***** DATASET *****
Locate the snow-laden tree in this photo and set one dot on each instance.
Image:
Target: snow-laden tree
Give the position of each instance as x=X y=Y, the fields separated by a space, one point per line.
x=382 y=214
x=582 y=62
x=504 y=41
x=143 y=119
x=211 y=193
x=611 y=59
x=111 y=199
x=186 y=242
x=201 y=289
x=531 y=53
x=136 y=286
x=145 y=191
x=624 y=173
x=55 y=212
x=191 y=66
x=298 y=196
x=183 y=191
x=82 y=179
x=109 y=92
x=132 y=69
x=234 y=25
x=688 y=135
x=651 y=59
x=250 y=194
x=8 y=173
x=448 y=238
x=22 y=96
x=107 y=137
*****
EXERCISE REQUIREMENTS » Substitute "frosted pine" for every occurrence of "snow-laden tree" in the material above. Reproduce everything else without change.

RESULT OF THE EXERCISE »
Locate the frosted pine in this photo and set one dot on each instance.
Image:
Target: frosted pine
Give the position of each instance as x=X y=Y, the fields separated by a space, one point per line.
x=382 y=214
x=582 y=62
x=504 y=41
x=143 y=119
x=211 y=193
x=611 y=59
x=111 y=199
x=186 y=242
x=201 y=289
x=531 y=53
x=136 y=286
x=145 y=191
x=624 y=173
x=55 y=212
x=191 y=66
x=298 y=196
x=183 y=191
x=82 y=179
x=109 y=92
x=132 y=69
x=234 y=25
x=688 y=135
x=651 y=59
x=250 y=194
x=8 y=173
x=448 y=238
x=22 y=96
x=107 y=137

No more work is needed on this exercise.